• 課題 1: エントリの先頭の行から始めて「point(950, 124)」を含む行で止め、その範囲の行を番号付きリストにしてください。両端の行も含め、空行は省き、画像は答えに入れないこと。

• 抽出テキスト:
────────
ニッサは対照的に、ゼンディカーと深く結びついています。彼女にとってこの世界は故郷の次元であるだけでなく、彼女の友人であり、彼女を守護するものであり、そして彼女が守るべきものでもあるのです。この世界の「魂」と対話ができるのは彼女ただひとりです。エルドラージの脅威からこの次元を守る悲愴な戦いの中で、ニッサはこの世界の生命力を最後の一滴まで搾り取ろうと企むオブ・ニクシリスと邂逅し、彼女は戦いを挑みました。
オブ・ニクシリスの力は強大で戦いの経験もニッサを上回っていましたが、彼女は持ちまえの機敏さと機転を駆使し、そしてゼンディカーの大地のマナに支えられ、強力なデーモンを退けてこの次元の源を守ることができました。しかし手痛い傷を負い敗北を喫したオブ・ニクシリスでしたが、彼はまだ生きています――その恨みを忘れることはありません。
────────
• 入力データ:
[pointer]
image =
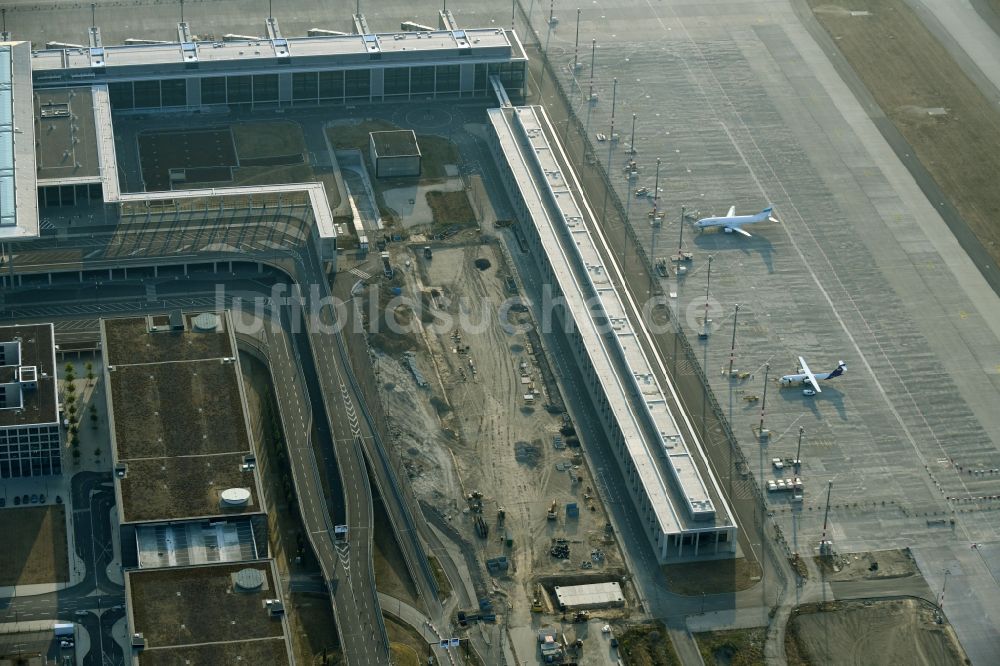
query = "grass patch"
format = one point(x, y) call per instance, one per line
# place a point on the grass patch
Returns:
point(34, 549)
point(435, 153)
point(735, 647)
point(712, 577)
point(254, 140)
point(451, 208)
point(405, 645)
point(647, 645)
point(444, 585)
point(403, 655)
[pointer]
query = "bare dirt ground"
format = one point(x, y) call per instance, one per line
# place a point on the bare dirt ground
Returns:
point(712, 577)
point(870, 632)
point(471, 429)
point(34, 545)
point(868, 566)
point(734, 647)
point(950, 124)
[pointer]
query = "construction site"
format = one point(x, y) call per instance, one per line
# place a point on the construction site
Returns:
point(482, 431)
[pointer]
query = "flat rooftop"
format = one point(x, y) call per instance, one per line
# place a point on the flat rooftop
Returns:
point(18, 195)
point(178, 420)
point(203, 611)
point(183, 487)
point(187, 408)
point(195, 542)
point(404, 47)
point(671, 479)
point(67, 136)
point(30, 345)
point(591, 595)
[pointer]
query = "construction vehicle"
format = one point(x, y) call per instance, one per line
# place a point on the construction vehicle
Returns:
point(482, 529)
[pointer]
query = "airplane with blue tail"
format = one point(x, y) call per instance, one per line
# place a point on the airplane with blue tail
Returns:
point(731, 222)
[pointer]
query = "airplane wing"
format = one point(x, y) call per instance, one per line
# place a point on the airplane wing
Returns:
point(810, 377)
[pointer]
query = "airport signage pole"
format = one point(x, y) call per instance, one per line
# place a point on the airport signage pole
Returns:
point(593, 57)
point(708, 284)
point(611, 137)
point(823, 548)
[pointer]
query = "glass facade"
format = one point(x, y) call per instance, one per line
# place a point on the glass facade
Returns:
point(310, 87)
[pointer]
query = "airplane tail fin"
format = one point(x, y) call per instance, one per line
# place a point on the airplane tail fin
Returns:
point(841, 368)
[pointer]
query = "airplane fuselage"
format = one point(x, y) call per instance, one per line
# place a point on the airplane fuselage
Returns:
point(800, 378)
point(729, 222)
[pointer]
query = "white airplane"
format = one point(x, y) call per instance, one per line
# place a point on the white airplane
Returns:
point(731, 222)
point(807, 377)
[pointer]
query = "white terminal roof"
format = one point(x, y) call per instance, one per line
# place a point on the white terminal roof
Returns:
point(593, 594)
point(620, 363)
point(388, 46)
point(18, 196)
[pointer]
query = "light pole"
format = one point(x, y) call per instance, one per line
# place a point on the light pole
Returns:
point(611, 137)
point(732, 349)
point(631, 145)
point(576, 44)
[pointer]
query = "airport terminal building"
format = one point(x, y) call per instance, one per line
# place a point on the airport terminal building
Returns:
point(667, 474)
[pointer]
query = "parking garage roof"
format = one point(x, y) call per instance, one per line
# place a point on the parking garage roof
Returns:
point(237, 54)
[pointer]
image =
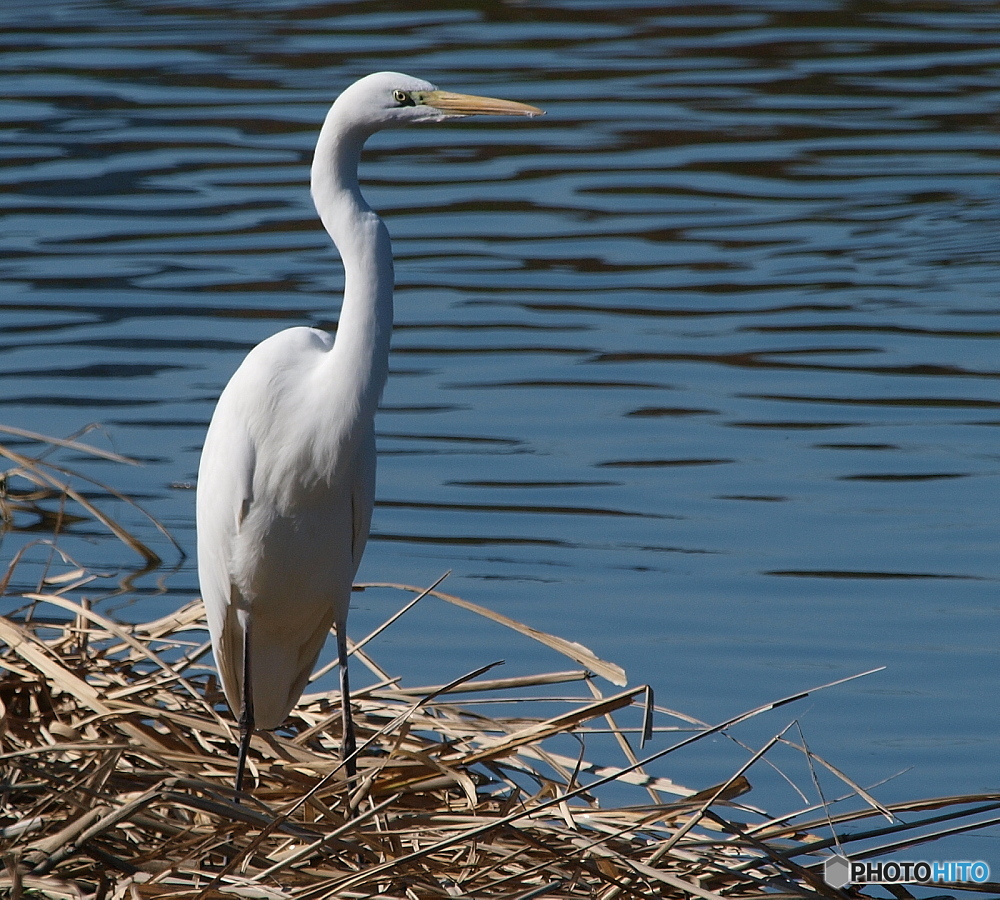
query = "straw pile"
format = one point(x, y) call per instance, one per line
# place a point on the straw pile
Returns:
point(117, 758)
────────
• 課題 2: ニッサとオブ・ニクシリスについての文章を3文で要約する。

• 正解 1:
1. [pointer]
2. image =
3. query = "grass patch"
4. format = one point(x, y) call per instance, one per line
5. # place a point on the grass patch
6. Returns:
7. point(34, 549)
8. point(435, 153)
9. point(735, 647)
10. point(712, 577)
11. point(254, 140)
12. point(451, 208)
13. point(405, 645)
14. point(647, 645)
15. point(444, 585)
16. point(403, 655)
17. [pointer]
18. query = "bare dirt ground"
19. format = one point(x, y) call per instance, one per line
20. # place a point on the bare dirt ground
21. Returns:
22. point(712, 577)
23. point(870, 632)
24. point(471, 429)
25. point(34, 545)
26. point(868, 566)
27. point(734, 647)
28. point(950, 124)

• 正解 2: ニッサはゼンディカーと深く結びつき、この世界の「魂」と対話できるただひとりの存在であり、エルドラージの脅威から次元を守る戦いの中で、世界の生命力を搾り取ろうと企むオブ・ニクシリスに戦いを挑んだ。力と経験で勝るオブ・ニクシリスを、ニッサは機敏さと機転、そしてゼンディカーの大地のマナに支えられて退け、次元の源を守った。敗れたオブ・ニクシリスはまだ生きており、その恨みを忘れていない。